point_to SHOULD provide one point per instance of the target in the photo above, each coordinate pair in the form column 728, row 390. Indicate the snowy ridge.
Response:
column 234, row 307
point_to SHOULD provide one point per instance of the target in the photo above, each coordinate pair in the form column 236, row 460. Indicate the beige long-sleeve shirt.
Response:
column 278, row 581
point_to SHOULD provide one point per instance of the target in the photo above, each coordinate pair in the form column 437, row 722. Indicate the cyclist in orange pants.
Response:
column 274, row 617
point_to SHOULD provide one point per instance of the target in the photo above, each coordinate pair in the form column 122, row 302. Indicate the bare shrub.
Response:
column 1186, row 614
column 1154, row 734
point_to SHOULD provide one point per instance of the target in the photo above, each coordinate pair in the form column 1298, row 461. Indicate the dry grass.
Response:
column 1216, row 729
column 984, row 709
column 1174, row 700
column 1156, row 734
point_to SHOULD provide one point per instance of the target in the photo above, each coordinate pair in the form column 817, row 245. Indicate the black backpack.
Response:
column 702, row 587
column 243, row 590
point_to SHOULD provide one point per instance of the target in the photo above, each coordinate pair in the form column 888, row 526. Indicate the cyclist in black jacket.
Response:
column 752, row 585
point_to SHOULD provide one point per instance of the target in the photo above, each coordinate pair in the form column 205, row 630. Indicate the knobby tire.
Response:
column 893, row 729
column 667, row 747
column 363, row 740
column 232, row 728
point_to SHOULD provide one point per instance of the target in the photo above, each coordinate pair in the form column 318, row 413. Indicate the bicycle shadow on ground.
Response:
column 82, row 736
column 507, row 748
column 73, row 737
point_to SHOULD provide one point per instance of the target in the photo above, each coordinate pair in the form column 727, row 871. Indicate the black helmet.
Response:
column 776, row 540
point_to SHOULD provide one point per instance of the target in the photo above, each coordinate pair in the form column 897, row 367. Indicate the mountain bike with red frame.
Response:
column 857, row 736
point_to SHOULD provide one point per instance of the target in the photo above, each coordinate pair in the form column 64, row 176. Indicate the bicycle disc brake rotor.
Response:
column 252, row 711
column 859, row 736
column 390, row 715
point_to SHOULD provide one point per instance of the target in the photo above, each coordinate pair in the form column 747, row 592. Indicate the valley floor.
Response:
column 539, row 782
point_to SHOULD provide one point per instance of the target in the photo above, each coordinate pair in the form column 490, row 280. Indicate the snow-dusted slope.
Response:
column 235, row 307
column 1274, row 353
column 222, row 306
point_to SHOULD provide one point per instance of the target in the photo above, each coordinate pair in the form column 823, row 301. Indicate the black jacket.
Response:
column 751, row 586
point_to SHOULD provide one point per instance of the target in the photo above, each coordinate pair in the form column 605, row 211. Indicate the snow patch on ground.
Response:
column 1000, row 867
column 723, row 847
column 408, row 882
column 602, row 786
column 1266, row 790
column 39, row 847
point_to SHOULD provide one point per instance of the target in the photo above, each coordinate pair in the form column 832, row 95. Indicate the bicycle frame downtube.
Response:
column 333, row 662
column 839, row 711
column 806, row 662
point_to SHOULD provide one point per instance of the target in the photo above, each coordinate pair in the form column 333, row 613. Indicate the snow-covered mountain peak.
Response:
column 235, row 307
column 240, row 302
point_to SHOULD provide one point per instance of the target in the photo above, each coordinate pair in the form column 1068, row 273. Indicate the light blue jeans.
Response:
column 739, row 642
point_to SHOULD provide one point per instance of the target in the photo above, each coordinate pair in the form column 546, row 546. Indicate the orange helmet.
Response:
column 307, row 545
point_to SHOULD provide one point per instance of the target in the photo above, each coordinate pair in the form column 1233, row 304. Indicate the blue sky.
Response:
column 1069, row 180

» **Requirements**
Can you copy, character for character, everything from the line containing "the orange helmet." down to the end of the items above, including both ends?

» **Answer to the problem**
point_to SHOULD provide one point per instance of the target in the photo above, each coordinate pair in the form column 546, row 546. Indicate the orange helmet.
Response:
column 307, row 545
point_to SHOULD provide one point per instance of the target in the photo above, each coordinate pair in the form column 1233, row 304. Indicate the blue sky.
Response:
column 1069, row 180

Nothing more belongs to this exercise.